Entries from a point annotation set:

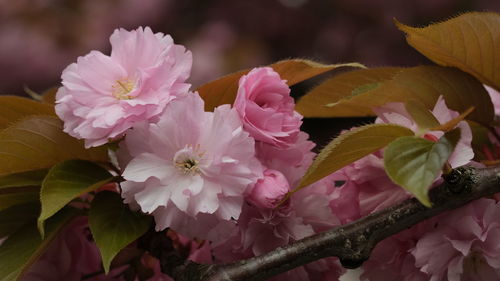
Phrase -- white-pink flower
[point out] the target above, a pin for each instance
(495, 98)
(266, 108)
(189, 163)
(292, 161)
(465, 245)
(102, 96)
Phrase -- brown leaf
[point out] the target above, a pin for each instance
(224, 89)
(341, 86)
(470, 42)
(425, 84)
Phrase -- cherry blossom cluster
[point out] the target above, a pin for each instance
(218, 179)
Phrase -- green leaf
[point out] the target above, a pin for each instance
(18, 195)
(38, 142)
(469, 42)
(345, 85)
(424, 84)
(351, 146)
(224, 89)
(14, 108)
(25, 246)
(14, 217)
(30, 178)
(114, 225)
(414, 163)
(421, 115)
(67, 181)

---

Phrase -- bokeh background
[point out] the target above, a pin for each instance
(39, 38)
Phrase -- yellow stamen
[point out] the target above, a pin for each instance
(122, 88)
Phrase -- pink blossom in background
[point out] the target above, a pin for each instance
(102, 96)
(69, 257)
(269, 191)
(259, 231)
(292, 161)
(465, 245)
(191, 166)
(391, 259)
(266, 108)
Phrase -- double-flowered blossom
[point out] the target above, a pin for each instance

#### WHAT YOU SHOULD DO
Report each line of the records above that contains the word "background", copying every such line in full. Matching is case-sensitive.

#### THE RESULT
Phrase -- bokeh background
Phrase -- pink blossom in background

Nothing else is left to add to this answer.